PASSAGE FOR REVIEW:
Skills: Reusable Knowledge Packets

Skills are the secret weapon. Instead of agents re-discovering patterns every session, skills pre-inject focused knowledge at spawn time.

There are 35 skills covering:

  • Framework patterns — NestJS, Next.js, API Gateway
  • Workflow patterns — state management, async orchestration, context summarization
  • Quality patterns — commit conventions, review checklists, pattern detection
  • Testing patterns — Playwright E2E
  • Database patterns — TypeORM, Drizzle ORM, MySQL

When the Supervisor spawns, it already knows 5 skills. The Code Reviewer already knows quality criteria. No file reads needed. No context wasted.



Parallel Execution: The Git Worktree Trick

This is the technical insight that makes everything work.

DATASET EXTRACT:
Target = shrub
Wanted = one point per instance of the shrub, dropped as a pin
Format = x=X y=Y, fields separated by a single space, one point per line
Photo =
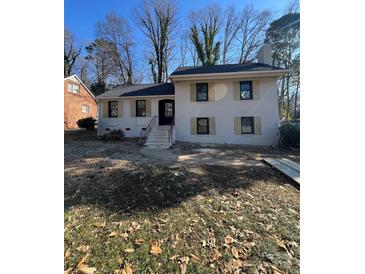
x=290 y=135
x=88 y=123
x=115 y=134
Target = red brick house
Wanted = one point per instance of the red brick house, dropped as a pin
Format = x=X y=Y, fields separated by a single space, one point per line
x=79 y=102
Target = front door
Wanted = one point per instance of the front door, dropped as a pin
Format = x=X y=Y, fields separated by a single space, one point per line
x=166 y=111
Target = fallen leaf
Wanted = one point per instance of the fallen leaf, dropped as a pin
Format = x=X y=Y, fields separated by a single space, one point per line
x=155 y=248
x=82 y=261
x=228 y=240
x=139 y=241
x=173 y=258
x=127 y=269
x=194 y=258
x=83 y=248
x=113 y=234
x=129 y=250
x=234 y=252
x=124 y=235
x=100 y=224
x=84 y=269
x=283 y=246
x=237 y=263
x=67 y=253
x=211 y=242
x=68 y=270
x=249 y=244
x=183 y=264
x=216 y=255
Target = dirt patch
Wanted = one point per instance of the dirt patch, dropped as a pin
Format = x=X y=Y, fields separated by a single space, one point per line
x=119 y=204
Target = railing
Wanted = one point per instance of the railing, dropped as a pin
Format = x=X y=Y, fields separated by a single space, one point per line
x=146 y=132
x=171 y=129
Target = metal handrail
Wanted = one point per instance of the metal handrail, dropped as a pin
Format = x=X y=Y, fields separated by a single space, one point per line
x=148 y=129
x=171 y=128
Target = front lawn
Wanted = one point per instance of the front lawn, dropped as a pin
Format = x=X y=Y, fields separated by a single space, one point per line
x=146 y=217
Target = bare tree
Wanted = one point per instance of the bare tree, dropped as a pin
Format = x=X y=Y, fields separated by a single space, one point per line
x=157 y=20
x=82 y=68
x=292 y=6
x=231 y=26
x=99 y=56
x=251 y=33
x=204 y=29
x=283 y=34
x=116 y=30
x=71 y=53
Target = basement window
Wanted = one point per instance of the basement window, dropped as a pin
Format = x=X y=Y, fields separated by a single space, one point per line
x=202 y=125
x=246 y=90
x=141 y=108
x=85 y=108
x=247 y=125
x=113 y=108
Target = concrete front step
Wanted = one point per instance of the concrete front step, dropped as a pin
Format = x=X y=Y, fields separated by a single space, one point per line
x=158 y=146
x=158 y=142
x=159 y=138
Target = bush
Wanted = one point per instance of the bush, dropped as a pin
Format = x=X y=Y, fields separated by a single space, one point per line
x=290 y=135
x=88 y=123
x=115 y=134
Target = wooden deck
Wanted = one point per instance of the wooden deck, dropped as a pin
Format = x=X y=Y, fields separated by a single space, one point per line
x=289 y=168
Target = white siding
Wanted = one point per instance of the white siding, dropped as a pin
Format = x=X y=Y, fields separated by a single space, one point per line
x=224 y=109
x=134 y=123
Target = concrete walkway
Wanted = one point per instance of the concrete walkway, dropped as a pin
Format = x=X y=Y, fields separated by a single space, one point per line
x=205 y=156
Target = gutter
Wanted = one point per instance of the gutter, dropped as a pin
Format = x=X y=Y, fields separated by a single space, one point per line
x=225 y=75
x=132 y=97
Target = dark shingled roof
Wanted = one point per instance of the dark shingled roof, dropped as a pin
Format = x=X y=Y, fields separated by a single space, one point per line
x=224 y=69
x=139 y=90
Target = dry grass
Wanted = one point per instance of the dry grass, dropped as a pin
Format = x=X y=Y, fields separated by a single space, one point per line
x=117 y=209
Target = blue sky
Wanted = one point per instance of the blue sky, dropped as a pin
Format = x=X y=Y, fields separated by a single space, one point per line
x=81 y=15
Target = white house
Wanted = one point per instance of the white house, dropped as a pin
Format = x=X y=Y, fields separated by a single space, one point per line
x=235 y=104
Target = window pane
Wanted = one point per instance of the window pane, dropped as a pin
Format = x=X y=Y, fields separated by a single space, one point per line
x=203 y=126
x=76 y=88
x=245 y=90
x=141 y=108
x=202 y=91
x=247 y=125
x=168 y=109
x=85 y=108
x=113 y=109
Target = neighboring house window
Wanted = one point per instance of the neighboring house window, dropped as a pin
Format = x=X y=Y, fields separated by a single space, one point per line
x=246 y=90
x=202 y=91
x=85 y=108
x=141 y=108
x=247 y=125
x=113 y=108
x=73 y=88
x=202 y=125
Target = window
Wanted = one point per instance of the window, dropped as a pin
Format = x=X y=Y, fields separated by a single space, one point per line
x=85 y=108
x=141 y=108
x=202 y=91
x=246 y=90
x=73 y=88
x=202 y=125
x=113 y=108
x=169 y=109
x=247 y=126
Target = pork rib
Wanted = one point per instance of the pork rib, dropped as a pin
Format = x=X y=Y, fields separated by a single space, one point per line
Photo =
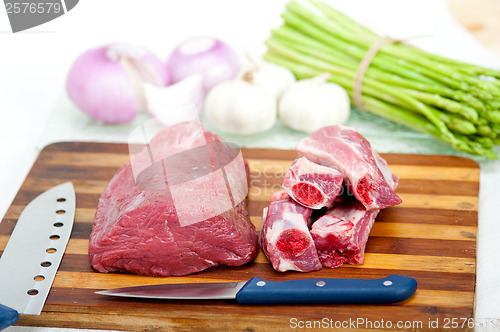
x=285 y=237
x=312 y=185
x=340 y=236
x=366 y=174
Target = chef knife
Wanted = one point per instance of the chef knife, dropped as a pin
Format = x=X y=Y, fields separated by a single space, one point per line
x=391 y=289
x=32 y=256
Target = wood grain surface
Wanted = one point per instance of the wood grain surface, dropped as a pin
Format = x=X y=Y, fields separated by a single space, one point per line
x=431 y=237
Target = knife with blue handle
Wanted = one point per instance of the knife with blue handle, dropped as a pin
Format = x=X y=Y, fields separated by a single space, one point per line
x=35 y=249
x=8 y=316
x=391 y=289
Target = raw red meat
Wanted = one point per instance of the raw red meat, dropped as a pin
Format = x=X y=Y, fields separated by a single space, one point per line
x=177 y=208
x=341 y=234
x=312 y=185
x=366 y=174
x=285 y=237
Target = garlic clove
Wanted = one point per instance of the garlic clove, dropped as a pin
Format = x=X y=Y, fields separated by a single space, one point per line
x=270 y=77
x=240 y=107
x=313 y=103
x=164 y=103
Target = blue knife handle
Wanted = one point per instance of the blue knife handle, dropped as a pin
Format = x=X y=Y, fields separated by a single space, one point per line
x=391 y=289
x=8 y=316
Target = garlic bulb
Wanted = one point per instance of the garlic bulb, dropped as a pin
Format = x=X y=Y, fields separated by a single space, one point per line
x=270 y=77
x=313 y=103
x=238 y=106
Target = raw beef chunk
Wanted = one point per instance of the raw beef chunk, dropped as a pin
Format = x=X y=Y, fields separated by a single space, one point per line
x=341 y=234
x=366 y=174
x=285 y=237
x=173 y=210
x=312 y=185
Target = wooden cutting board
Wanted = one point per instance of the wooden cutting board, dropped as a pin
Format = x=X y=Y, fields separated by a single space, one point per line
x=431 y=236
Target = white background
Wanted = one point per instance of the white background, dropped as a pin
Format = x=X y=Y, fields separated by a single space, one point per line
x=34 y=64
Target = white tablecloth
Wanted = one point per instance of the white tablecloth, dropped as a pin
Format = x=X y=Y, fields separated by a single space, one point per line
x=34 y=109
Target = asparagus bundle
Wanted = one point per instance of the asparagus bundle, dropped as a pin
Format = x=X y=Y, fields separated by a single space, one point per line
x=456 y=102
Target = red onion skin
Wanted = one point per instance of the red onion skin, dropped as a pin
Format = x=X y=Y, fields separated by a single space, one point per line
x=217 y=64
x=103 y=89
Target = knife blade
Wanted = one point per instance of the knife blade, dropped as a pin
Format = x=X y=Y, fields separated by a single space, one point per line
x=32 y=256
x=391 y=289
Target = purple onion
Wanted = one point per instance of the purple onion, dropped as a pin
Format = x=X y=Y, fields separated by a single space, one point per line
x=100 y=86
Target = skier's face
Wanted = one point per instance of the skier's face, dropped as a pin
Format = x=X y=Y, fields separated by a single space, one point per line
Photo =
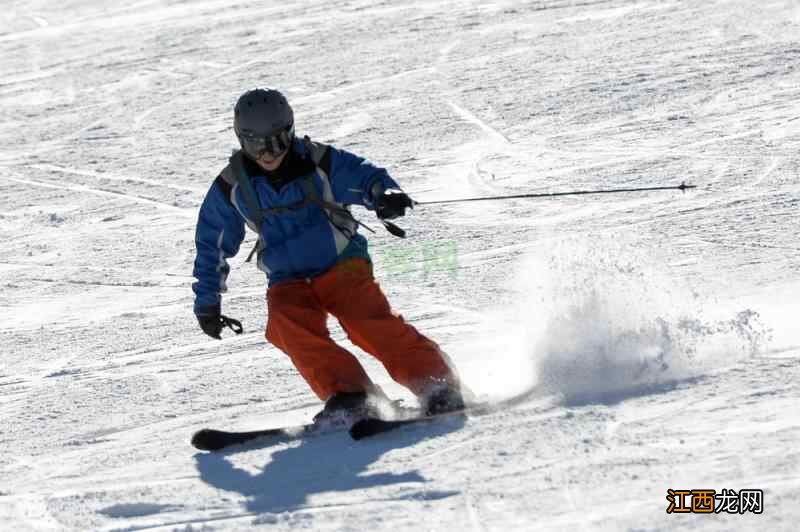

ACTIVITY LIST:
a) Answer these questions using the text about agent skills:
(i) How many skills does the text say there are?
(ii) What does the text list under testing patterns?
(iii) How many skills does the Supervisor already know when it spawns?
b) Write the next few sentences of the text about agent skills and parallel execution, continuing after its final sentence.
The rows are separate material and have no connection to the text about agent skills.

TASK-BY-TASK ANSWERS:
a)
(i) 35
(ii) Playwright E2E
(iii) 5

b)
When the Supervisor needs to run 3 workers simultaneously, it can't have them all editing src/auth/login.ts at the same time. Traditional approaches use file locks or merge strategies. I used git worktrees.

A git worktree is a separate working directory linked to the same repository. Each worker gets its own worktree, its own branch, its own filesystem. They can build in parallel without knowing about each other.

project/                    # Main worktree (Supervisor)
../project-BD-12a/          # Worker A worktree
../project-BD-12b/          # Worker B worktree (blocked, waiting)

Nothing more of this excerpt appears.